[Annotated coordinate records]
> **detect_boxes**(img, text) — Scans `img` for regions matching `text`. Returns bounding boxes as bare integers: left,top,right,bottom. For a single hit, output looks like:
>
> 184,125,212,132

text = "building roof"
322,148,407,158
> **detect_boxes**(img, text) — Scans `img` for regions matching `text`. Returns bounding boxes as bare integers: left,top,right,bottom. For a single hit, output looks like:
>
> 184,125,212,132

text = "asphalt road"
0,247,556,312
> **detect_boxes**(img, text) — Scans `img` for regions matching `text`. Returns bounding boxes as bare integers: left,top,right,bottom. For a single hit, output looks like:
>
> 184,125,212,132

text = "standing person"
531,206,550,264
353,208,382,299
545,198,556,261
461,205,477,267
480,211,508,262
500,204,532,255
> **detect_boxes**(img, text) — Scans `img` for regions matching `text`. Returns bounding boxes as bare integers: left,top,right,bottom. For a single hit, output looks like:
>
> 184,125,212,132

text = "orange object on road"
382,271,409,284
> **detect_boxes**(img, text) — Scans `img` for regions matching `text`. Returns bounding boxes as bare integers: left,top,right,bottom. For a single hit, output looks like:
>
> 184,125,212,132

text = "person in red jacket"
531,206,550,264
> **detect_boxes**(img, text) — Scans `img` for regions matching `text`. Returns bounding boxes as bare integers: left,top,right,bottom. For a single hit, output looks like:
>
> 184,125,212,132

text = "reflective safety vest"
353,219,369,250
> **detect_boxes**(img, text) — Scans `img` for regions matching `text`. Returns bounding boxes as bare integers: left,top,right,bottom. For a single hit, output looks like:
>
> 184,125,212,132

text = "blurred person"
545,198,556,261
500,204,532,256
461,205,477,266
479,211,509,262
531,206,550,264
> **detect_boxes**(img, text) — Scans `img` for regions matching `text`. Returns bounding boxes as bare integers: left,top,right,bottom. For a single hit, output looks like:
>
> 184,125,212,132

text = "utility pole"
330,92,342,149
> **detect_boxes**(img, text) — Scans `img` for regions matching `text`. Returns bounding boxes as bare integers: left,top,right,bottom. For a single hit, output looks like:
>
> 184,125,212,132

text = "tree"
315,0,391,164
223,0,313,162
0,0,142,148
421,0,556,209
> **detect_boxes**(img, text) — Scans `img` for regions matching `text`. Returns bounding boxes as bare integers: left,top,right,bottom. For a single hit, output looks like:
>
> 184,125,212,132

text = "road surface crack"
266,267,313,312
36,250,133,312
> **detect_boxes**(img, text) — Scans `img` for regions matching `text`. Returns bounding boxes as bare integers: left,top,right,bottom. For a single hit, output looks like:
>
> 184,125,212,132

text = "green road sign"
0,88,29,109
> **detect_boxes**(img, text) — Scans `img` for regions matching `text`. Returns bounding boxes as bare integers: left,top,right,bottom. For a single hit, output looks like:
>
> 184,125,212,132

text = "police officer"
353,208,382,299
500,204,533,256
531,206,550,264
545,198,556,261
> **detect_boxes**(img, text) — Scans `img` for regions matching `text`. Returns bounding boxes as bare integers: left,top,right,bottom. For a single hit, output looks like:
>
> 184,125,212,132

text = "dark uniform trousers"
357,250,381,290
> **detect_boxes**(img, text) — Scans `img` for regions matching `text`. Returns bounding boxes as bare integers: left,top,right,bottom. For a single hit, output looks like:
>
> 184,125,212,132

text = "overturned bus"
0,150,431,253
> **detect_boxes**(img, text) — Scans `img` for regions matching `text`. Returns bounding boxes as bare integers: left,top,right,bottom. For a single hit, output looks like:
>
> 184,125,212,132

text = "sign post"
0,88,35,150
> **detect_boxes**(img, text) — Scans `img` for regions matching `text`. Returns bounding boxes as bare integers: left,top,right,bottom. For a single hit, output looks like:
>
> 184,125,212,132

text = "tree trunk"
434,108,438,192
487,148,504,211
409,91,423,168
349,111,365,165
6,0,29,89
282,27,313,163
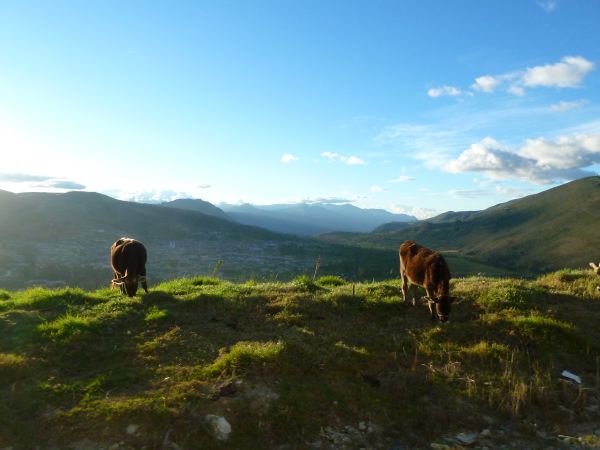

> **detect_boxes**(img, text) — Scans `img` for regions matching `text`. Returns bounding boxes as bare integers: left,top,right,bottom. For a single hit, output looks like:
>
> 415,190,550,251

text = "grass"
0,270,600,449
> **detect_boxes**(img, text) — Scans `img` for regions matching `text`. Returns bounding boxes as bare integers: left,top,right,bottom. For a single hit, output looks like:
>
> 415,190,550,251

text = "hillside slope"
321,176,600,274
160,198,231,220
0,192,397,288
0,270,600,450
221,203,416,235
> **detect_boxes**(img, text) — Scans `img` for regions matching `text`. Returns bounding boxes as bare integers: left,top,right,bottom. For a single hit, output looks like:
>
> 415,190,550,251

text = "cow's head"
112,274,146,297
425,295,457,322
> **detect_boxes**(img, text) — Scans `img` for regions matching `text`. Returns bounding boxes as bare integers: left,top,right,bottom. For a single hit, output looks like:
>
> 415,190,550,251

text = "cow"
590,263,600,291
399,241,456,322
110,237,148,297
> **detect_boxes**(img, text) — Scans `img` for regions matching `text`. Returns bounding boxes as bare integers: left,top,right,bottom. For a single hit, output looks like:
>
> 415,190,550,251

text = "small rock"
306,439,323,450
430,442,452,450
125,423,140,435
558,434,579,444
206,414,231,441
481,415,496,425
362,373,381,387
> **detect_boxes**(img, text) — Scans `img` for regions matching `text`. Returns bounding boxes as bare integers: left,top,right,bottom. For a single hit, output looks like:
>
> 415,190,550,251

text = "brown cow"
110,237,148,297
590,263,600,291
399,241,456,322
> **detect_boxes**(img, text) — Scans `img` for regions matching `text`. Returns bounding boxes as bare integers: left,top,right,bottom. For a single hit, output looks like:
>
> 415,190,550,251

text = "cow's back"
111,238,148,276
400,241,450,287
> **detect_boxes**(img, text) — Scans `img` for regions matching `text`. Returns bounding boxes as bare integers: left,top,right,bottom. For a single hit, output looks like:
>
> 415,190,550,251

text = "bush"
317,275,348,286
292,275,319,292
192,277,221,286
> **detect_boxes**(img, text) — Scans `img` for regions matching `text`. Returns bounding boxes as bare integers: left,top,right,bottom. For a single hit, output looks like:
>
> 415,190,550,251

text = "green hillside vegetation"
0,270,600,449
321,176,600,276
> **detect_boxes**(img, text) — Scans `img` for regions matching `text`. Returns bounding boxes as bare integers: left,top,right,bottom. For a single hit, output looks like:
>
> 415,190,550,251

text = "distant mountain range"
320,176,600,275
0,191,396,289
0,176,600,289
219,203,417,236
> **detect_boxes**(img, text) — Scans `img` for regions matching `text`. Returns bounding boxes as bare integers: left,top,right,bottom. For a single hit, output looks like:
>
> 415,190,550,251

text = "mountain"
160,198,231,220
320,176,600,275
0,191,397,289
220,203,416,235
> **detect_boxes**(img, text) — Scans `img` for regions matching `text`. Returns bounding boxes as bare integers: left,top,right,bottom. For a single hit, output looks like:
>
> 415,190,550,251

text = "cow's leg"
401,273,414,303
425,285,437,322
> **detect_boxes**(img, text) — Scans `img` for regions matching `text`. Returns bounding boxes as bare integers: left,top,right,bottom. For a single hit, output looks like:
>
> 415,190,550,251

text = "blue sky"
0,0,600,217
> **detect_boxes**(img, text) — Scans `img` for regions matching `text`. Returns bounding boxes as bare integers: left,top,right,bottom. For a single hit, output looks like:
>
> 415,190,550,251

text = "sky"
0,0,600,218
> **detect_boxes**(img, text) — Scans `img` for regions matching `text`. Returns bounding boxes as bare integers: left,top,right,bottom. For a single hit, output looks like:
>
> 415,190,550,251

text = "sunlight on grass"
144,306,168,322
202,341,284,376
37,314,92,339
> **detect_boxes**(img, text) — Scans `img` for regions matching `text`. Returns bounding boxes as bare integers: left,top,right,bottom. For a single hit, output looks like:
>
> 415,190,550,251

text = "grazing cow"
399,241,456,322
110,238,148,297
590,263,600,291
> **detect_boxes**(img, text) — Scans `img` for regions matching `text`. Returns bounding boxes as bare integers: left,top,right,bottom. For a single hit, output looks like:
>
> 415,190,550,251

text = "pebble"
456,433,477,445
206,414,231,441
479,428,492,438
125,423,140,435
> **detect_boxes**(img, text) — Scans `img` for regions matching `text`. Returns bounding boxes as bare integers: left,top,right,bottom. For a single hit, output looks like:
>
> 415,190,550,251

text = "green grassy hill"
0,270,600,449
321,176,600,276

● **Problem description**
Switch "road" to "street" in the lines from the first one through the line containing "382,271,409,284". Give back only those lines, with nothing else changed.

● **Output below**
> **detect_boxes**(img, text) — Scans `img` for regions matching `text`. Returns bounding boxes as bare integers: left,top,right,bottom. For a single hit, output looks like:
>
> 184,125,212,132

text = "building roof"
322,148,407,158
> **detect_boxes**(img, text) — Scans `img` for regions matching `text`. Returns bounding boxes as bare integers: left,top,right,bottom. For a single hit, output looks like:
>
> 184,125,212,132

text = "asphalt street"
0,247,556,312
> **detect_boxes**(img, text) — Scans `img` for regions matching `text`. Returns bounding boxes as bare integers: left,top,right,bottom. For a single hit, output looks like:
>
> 184,125,212,132

text = "standing person"
531,206,550,264
353,208,382,299
545,198,556,261
461,205,477,267
480,211,508,262
500,204,532,255
> **detect_boxes**(img, text) — Scans `img` for regions matching `text`. Returns bounding boxes as bare integers: left,top,right,bottom. For a single hit, output looks like:
>
> 184,125,212,132

text = "orange object on street"
382,271,409,284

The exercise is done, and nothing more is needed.